PDA

View Full Version : Pentaho Map Reduce - Invalid byte 2 of 4-byte UTF-8 sequence Error



iShotAlex
01-29-2013, 11:54 AM
Hello,

I would really appreciate some help with this issue.

I'm getting the following error when running a Pentaho Map/Reduce job:


java.io.IOException: java.lang.RuntimeException: com.sun.org.apache.xerces.internal.impl.io.MalformedByteSequenceException: Invalid byte 2 of 4-byte UTF-8 sequence.

The problem seems to reside in the reducer transformation (which is quite complex) - If I replace it with a simpler reducer it seems to work fine. If I run the transformation independently it also run fine.

Please note that the error occurs the Map Reduce job starts. Here's the complete log, will post any other info as needed

Thanks in advance for any input!!
* * * * * * *
◆ **STATED EXERCISE 1**
In the forum post about the Pentaho Map Reduce UTF-8 error, reproduce word for word the part that opens with the words containing "View Full Version" and closes with "4-byte UTF-8 sequence.".
◆ **STATED EXERCISE 2**
In the forum post about the Pentaho Map Reduce UTF-8 error, what happens when the complex reducer transformation is swapped for a simpler reducer?
◆ **STATED EXERCISE 3**
Could you extend the forum post about the Pentaho Map Reduce UTF-8 error, starting right after its final sentence?

◆ **EXTRACTED MATERIAL**
* * * * * * *
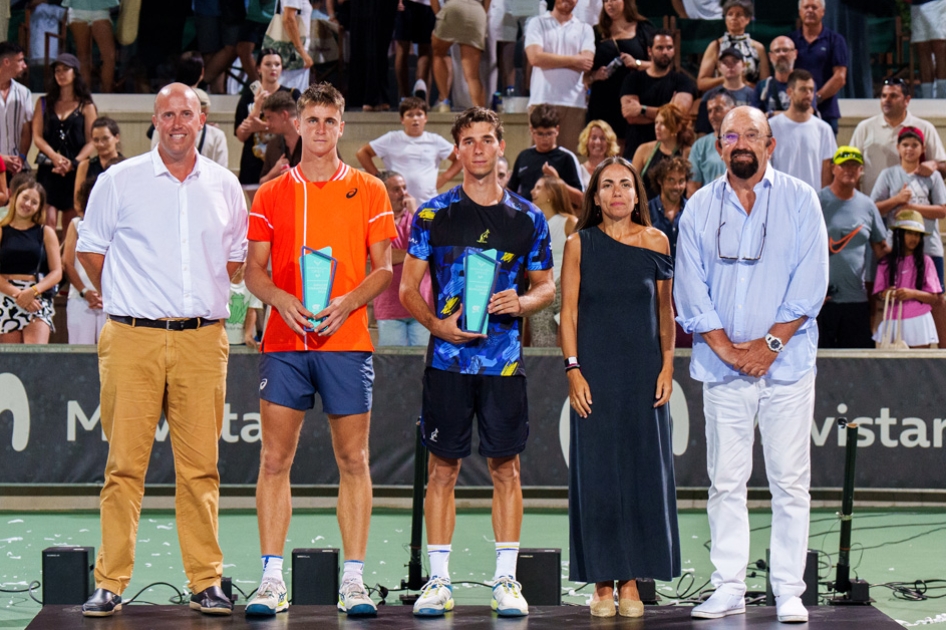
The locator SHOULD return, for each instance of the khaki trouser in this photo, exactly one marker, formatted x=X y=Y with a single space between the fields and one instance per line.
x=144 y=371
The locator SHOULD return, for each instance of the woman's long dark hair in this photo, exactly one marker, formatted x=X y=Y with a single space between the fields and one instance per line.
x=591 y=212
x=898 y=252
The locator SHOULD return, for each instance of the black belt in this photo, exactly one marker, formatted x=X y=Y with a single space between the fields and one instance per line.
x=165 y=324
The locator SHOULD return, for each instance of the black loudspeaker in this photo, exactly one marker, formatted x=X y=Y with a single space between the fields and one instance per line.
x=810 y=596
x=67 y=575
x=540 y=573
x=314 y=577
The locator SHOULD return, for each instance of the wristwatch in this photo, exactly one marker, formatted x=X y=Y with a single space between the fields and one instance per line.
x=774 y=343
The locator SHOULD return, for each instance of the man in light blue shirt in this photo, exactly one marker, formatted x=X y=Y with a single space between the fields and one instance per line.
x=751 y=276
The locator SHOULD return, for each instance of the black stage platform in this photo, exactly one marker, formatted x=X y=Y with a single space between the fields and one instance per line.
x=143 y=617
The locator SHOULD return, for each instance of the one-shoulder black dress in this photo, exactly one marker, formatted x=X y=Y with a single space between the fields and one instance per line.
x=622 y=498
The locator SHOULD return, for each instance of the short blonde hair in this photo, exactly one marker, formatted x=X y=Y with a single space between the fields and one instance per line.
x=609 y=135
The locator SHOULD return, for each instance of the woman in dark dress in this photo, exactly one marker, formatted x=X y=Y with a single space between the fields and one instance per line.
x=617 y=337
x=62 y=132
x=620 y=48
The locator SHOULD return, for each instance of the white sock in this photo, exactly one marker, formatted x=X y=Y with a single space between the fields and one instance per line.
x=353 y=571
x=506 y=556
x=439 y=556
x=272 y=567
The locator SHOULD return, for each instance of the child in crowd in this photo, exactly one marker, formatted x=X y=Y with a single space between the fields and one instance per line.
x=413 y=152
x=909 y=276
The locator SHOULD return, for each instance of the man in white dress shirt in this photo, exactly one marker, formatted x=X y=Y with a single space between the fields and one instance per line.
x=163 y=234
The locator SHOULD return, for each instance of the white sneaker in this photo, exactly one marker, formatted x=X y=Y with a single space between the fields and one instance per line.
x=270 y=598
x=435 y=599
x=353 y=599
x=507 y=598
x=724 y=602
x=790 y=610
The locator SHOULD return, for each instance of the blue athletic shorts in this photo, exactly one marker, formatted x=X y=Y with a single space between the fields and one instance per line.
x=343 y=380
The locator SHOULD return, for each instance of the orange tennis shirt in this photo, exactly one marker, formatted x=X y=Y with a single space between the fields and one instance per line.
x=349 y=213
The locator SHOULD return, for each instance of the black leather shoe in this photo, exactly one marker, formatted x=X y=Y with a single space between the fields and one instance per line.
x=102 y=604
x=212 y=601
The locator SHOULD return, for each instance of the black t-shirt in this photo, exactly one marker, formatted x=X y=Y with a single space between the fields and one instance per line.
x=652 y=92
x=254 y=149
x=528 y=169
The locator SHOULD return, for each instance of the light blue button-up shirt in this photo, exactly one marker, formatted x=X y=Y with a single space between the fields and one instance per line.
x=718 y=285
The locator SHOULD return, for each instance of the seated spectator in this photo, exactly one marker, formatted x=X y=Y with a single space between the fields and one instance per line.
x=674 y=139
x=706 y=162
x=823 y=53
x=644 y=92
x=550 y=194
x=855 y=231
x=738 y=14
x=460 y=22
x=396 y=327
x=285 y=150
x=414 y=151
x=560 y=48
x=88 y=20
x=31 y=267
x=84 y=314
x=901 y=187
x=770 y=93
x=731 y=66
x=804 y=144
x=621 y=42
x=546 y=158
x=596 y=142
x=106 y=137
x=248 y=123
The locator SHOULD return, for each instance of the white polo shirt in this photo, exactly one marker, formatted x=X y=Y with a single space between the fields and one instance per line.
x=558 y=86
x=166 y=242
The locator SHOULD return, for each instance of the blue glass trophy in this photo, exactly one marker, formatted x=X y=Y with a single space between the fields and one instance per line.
* * * * * * *
◆ **EXERCISE RESULT 1**
View Full Version : Pentaho Map Reduce - Invalid byte 2 of 4-byte UTF-8 sequence Error



iShotAlex
01-29-2013, 11:54 AM
Hello,

I would really appreciate some help with this issue.

I'm getting the following error when running a Pentaho Map/Reduce job:


java.io.IOException: java.lang.RuntimeException: com.sun.org.apache.xerces.internal.impl.io.MalformedByteSequenceException: Invalid byte 2 of 4-byte UTF-8 sequence.

◆ **EXERCISE RESULT 2**
The job seems to work fine.

◆ **EXERCISE RESULT 3**
Alex


2013/01/29 16:42:42 - Spoon - Starting job...
2013/01/29 16:42:42 - SFW_MapReduce - Start of job execution
2013/01/29 16:42:42 - SFW_MapReduce - exec(0, 0, START.0)
2013/01/29 16:42:42 - START - Starting job entry
2013/01/29 16:42:42 - SFW_MapReduce - Starting entry [SFW_MapReduce]
2013/01/29 16:42:42 - SFW_MapReduce - exec(1, 0, SFW_MapReduce.0)
2013/01/29 16:42:42 - SFW_MapReduce - Starting job entry
2013/01/29 16:42:43 - Transformation metadata - The shared object fie [null] is empty!
2013/01/29 16:42:48 - Transformation metadata - The shared object fie [null] is empty!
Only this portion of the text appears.